> **EXERCISE**
Please repeat the line that has "Target: cargo shorts" and all lines after it, exactly as they appear, through the end of the entries.

> **Photo-based referring expression data**
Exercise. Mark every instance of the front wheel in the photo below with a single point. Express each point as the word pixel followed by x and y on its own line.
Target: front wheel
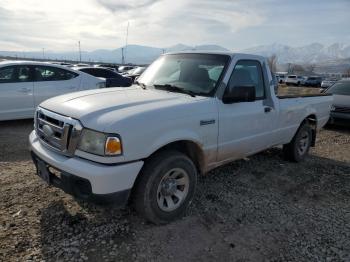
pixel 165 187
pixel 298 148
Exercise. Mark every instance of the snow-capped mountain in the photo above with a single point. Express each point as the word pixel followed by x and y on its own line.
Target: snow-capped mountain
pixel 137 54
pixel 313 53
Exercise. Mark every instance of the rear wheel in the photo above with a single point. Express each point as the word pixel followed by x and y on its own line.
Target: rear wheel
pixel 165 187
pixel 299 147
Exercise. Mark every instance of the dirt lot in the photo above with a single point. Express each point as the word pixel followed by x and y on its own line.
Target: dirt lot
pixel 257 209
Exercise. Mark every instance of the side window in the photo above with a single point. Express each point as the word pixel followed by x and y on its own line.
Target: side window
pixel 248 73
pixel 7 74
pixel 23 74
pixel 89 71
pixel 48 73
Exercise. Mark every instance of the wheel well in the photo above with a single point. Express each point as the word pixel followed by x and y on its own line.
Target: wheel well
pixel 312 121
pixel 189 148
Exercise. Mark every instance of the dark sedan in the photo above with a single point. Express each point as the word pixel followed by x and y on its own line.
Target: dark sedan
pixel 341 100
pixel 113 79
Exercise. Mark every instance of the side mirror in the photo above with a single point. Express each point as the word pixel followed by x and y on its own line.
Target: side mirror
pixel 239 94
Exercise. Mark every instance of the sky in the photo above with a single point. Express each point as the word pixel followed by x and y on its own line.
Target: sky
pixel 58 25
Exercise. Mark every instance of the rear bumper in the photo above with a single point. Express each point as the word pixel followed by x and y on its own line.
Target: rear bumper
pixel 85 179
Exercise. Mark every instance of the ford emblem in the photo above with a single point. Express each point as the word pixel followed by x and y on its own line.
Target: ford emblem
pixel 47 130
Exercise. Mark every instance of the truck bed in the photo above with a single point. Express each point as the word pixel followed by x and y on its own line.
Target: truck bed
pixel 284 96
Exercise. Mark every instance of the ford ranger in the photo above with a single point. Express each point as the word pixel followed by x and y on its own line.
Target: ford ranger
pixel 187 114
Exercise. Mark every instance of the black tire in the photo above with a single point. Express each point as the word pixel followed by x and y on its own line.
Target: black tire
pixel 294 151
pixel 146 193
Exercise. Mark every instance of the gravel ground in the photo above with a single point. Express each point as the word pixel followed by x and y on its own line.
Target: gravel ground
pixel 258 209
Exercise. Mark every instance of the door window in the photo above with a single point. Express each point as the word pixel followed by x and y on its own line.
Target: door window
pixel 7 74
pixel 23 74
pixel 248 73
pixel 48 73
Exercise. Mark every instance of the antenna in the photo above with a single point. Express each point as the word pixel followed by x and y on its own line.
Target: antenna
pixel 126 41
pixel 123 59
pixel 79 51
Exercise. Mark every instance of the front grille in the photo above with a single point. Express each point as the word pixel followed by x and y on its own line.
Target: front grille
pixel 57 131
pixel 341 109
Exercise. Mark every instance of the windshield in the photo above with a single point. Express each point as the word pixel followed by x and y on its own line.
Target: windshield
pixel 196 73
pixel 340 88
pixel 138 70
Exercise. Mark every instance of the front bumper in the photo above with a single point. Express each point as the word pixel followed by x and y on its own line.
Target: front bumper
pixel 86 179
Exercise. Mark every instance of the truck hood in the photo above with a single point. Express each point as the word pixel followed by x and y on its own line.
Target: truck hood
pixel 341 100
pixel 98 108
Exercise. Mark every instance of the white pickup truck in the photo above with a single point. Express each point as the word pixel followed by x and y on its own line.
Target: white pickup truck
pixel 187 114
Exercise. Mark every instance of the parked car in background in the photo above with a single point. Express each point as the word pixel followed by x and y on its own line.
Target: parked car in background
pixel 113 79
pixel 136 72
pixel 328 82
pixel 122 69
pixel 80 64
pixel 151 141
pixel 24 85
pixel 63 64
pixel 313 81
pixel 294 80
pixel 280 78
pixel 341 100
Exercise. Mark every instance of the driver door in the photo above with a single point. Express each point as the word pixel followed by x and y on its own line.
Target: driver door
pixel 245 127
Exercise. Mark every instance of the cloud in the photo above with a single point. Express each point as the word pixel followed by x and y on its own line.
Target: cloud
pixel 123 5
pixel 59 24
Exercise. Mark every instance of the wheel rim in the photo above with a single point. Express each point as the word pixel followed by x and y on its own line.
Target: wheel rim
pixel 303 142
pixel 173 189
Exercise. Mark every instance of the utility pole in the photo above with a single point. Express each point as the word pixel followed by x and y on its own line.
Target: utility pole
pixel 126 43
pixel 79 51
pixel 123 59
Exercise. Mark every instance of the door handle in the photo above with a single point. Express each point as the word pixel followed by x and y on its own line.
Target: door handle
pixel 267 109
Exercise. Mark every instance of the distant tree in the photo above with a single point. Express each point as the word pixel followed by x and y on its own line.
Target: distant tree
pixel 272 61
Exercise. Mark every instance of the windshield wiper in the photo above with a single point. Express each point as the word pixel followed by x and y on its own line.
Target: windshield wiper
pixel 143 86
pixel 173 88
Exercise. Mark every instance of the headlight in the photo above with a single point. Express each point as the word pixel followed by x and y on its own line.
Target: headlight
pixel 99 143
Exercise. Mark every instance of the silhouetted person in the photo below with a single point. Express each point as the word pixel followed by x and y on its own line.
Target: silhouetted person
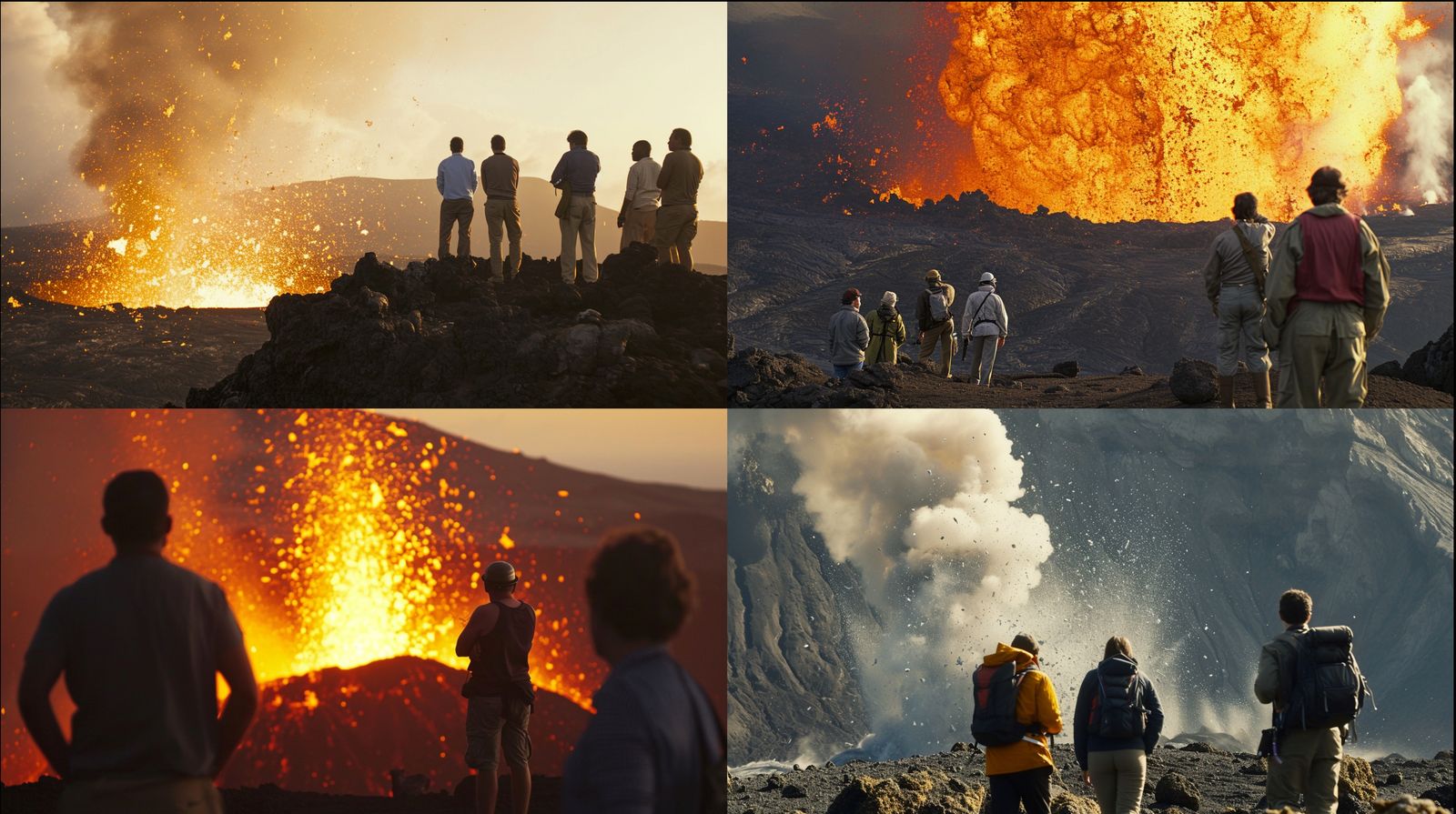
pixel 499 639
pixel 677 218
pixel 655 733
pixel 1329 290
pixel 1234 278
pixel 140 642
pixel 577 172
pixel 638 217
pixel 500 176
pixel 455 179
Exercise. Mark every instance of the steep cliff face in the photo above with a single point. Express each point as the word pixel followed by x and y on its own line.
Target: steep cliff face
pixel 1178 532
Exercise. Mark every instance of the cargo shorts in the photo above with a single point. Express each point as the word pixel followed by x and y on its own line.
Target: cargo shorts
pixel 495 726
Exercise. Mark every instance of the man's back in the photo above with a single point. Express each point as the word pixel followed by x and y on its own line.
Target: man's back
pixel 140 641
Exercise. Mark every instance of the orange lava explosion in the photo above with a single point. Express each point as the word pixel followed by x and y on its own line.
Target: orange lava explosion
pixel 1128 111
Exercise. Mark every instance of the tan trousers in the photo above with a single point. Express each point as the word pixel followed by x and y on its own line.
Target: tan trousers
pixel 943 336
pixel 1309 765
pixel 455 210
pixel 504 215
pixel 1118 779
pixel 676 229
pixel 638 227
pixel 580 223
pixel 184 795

> **OUTPUT OF THE TASK**
Target: cargo shorts
pixel 495 726
Exercise. Mark every instance of the man's back in the photo above with a single point. Express each point as the word pixel followed by x and y on its own line.
Target: man's back
pixel 140 641
Exercise. Mark every instance of the orange lava explosion in the photo above with a single point. Express each point as the word pixel followed by x and y on its own line.
Target: orange lava explosion
pixel 1128 111
Exercise. Mark every instance of the tan trousers in the photo above with a single point. Express each point as the word pixel followed by x and y on its own line.
Target: tan trousers
pixel 943 336
pixel 1309 765
pixel 455 210
pixel 504 215
pixel 1118 779
pixel 676 229
pixel 638 227
pixel 580 223
pixel 184 795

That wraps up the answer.